* _Task prompt_
Every entry that follows needs to be repeated exactly.

• • • • • • •

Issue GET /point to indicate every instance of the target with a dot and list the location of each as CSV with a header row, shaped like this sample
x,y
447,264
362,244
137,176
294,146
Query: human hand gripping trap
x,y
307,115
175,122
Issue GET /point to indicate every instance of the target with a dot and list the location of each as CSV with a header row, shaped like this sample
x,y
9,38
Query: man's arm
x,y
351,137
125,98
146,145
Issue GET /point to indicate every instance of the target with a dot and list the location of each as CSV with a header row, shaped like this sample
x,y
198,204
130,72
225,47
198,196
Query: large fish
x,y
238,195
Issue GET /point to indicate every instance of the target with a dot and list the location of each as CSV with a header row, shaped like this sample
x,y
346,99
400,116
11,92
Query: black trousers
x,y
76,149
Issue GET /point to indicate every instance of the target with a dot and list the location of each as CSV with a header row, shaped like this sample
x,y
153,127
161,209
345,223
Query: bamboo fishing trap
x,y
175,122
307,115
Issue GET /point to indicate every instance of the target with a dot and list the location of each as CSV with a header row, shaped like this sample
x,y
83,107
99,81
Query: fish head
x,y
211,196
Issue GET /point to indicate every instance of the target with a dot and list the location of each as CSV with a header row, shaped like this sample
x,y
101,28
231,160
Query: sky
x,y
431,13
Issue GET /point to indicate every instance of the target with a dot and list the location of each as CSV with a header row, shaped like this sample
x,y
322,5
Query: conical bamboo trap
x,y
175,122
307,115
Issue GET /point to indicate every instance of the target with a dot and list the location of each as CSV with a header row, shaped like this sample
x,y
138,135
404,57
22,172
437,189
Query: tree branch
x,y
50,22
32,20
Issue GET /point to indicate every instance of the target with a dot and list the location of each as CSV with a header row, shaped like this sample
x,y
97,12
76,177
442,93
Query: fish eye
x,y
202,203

• • • • • • •

* _Exercise output_
Issue GET /point to indicate every instance of the target with a dot and list the location of each as CSV with a header row, shaped like this sample
x,y
447,264
362,244
137,176
294,146
Query: human hand gripping trap
x,y
307,115
175,122
Issue GET /point to indicate every instance of the target with a dot and list the location of each as CSV with a header row, shaped like this sample
x,y
9,38
Query: man's arm
x,y
351,137
125,98
146,145
Issue GET /point to indicate every instance of the target with a dot and list the location of each as CSV with a header row, shaped like this sample
x,y
198,204
130,72
225,47
198,196
Query: large fish
x,y
238,195
Issue GET /point to indicate every instance of the target with a dot and list the location of each as CSV with a header row, shaped like this sample
x,y
346,99
400,116
11,92
Query: black trousers
x,y
76,149
Issue GET /point to indicate every instance of the target with a dot and list the location of each as CSV with a header row, shaped like this sample
x,y
153,127
161,209
345,223
Query: bamboo fishing trap
x,y
175,122
307,115
Issue GET /point to indicate every instance of the target with a dot and list the location of each as CSV with a header row, shaped like this sample
x,y
83,107
99,81
Query: fish head
x,y
211,196
Issue GET /point to indicate every instance of the target with a dot and list the location of each as CSV with a header row, shaped like this sample
x,y
101,28
231,160
Query: sky
x,y
431,13
Issue GET /point to indicate every instance of the target with a dot and list the location of each as CSV with a header row, shaped like this sample
x,y
322,5
Query: conical bamboo trap
x,y
175,122
307,115
Issue GET /point to indicate every instance of the target with a dot and list the location of each as CSV with a header row, shaped like this sample
x,y
138,135
404,57
22,172
437,189
Query: tree branch
x,y
50,22
32,20
Issue GET /point to indicate every instance of the target with a dot and list the location of each as CSV with a header row, shaped like this sample
x,y
97,12
76,177
442,93
Query: fish eye
x,y
202,203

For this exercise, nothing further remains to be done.